• Passage shown

The result is that when we came to Second Reading I mentioned, as others did, the Daily case and supported the fact that this Bill ought to be on the statute book because of the decision of the Court of Appeal. The noble and learned Lord the Lord Chancellor—and this is why I am glad he can hear my remarks—referred to the Daily case and was courteous enough, as he always is, to say that I had mentioned the Court of Appeal decision with correctness and with relevance. The Second Reading took place on 21st May. In column 98 of Hansard the noble and learned Lord went on to say this: I can tell the House— because these hearings are held in public and the noble Lord. Lord Mishcon, will be able to infer what I mean—that their Lordships of the Appellate Committee did not think it necessary to call upon the appellant to reply to the respondent's argument. So that the law of kidnapping is another parameter—if I may borrow a phrase that is popular nowadays—in the calculation which we must make. Lower down in the column the noble and learned Lord says, But it has had this curious result"— referring, incidentally, to the instance of the Director of Public Prosecutions— that the long abeyance into which the offence fell in practice has led to a certain imprecision and doubt about the necessary ingredients of the offence. Now I turn to Col. 99: When the Appellate Committee delivers its judgment—which, as I say, I trust will not be long—we hope that some of the imprecisions and doubts will have been removed. But there are some points, at any rate, which will not be available to the House in its legal jurisdiction to make certain, owing to the nature of the facts which were then before it". The noble and learned Lord the Lord Chancellor then dealt with the very point that the noble and learned Lord, Lord Scarman, makes in his amendment. For instance …the Director's consent necessary in a prosecution for kidnapping, as well as child abduction under this Bill, would not be open to the Appellate Committee or to this House in its appellate jurisdiction to entertain one way or the other. This is a matter which we may have to consider". That means there are other matters which we have to consider as a result of what the noble and learned Lord, with complete diplomacy and, as always, with complete propriety, hinted at in relation to what the decision of your Lordships' House, sitting judicially, might be.

It is all very well saying that we have got a tidy situation because we put in this amendment which makes the Director of Public Prosecutions the deciding person as to whether a prosecution should be brought in regard to kidnapping. But this House and Parliament itself, in order properly to consider and tidy up the situation, especially when it was known at Second Reading that a decision of this kind was going to be made in your Lordships' House sitting judicially, ought to have had a proper opportunity to consider the possible overlapping and clean up the state of the law.

• Information supplied
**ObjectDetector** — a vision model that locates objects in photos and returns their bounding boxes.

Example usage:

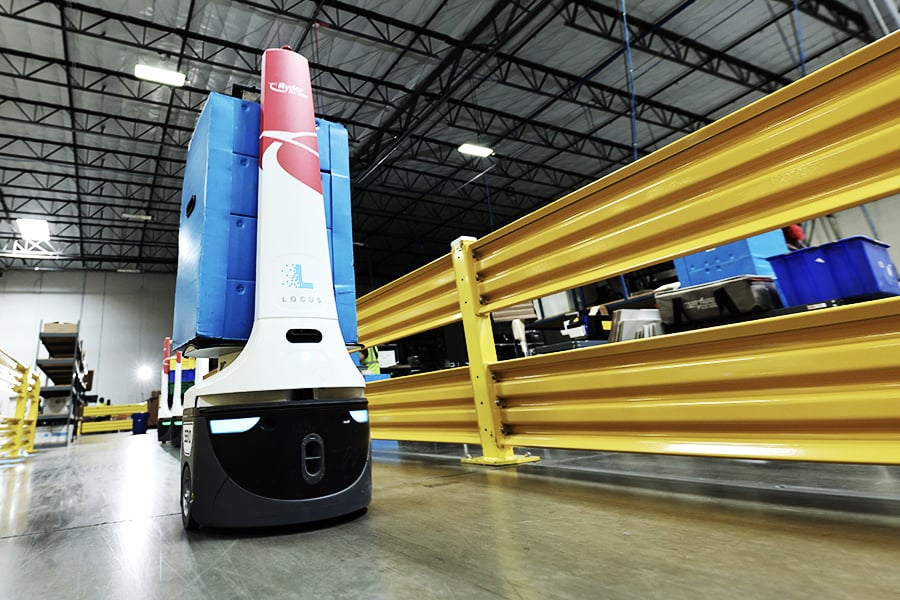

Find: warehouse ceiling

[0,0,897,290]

• Things to do
[a] Translate this sentence from the debate passage on the kidnapping offence into French: "The Second Reading took place on 21st May."
[b] According to the debate passage on the kidnapping offence, what did the Appellate Committee not think it necessary to do?
[c] Carry on the debate passage on the kidnapping offence from the point where it stops.

• Responses
[a] La deuxième lecture a eu lieu le 21 mai.

[b] Call upon the appellant to reply to the respondent's argument.

[c]
If I alone were saying this from an individual point of view, your Lordships might wonder whether my view was really worth considering. I say that in all humility. The Times has this morning a leader on this very subject. It is headed, "Child Abduction" and it talks about the overlapping provisions that there might be. This is what The Times says in the concluding paragraph of its editorial: Parliament has fashioned a better instrument than the judges for dealing with the problem of child abduction. Once the Bill becomes law, the common law offence will serve no useful purpose so far as it relates to the abduction of children under 16. If it is now too late for the Bill to be amended to get rid of the overlapping common law offence, at the very least its potential for abuse should be restricted. Lord Scarman has tabled an amendment to the Bill, designed to place the decision to prosecute for the common law crime in the hands of the DPP where the abduction is by the parent, guardian, or custodian of a child under 16. In the absence of a more radical proposal, the amendment deserves to be supported in the Lords today". I say this to your Lordships. This is not a tidy, proper way to legislate. If we waited for four years, we could have waited a little bit longer to consider the implications of the judgment of your Lordships' House sitting judicially—the overlap provisions. We could have heard the noble and learned Lord, Lord Scarman, with his view that possibly not much, if any at all, harm has been caused by the overlapping. We might have heard other views—I say this with respect—which are in line with what The Times felt in its editorial of today. But just to have one amendment, without the consideration of what The Times calls possibly a more radical way of dealing with the matter, and tidying up our law properly in view of the decision of the House of Lords, is not the proper way to proceed.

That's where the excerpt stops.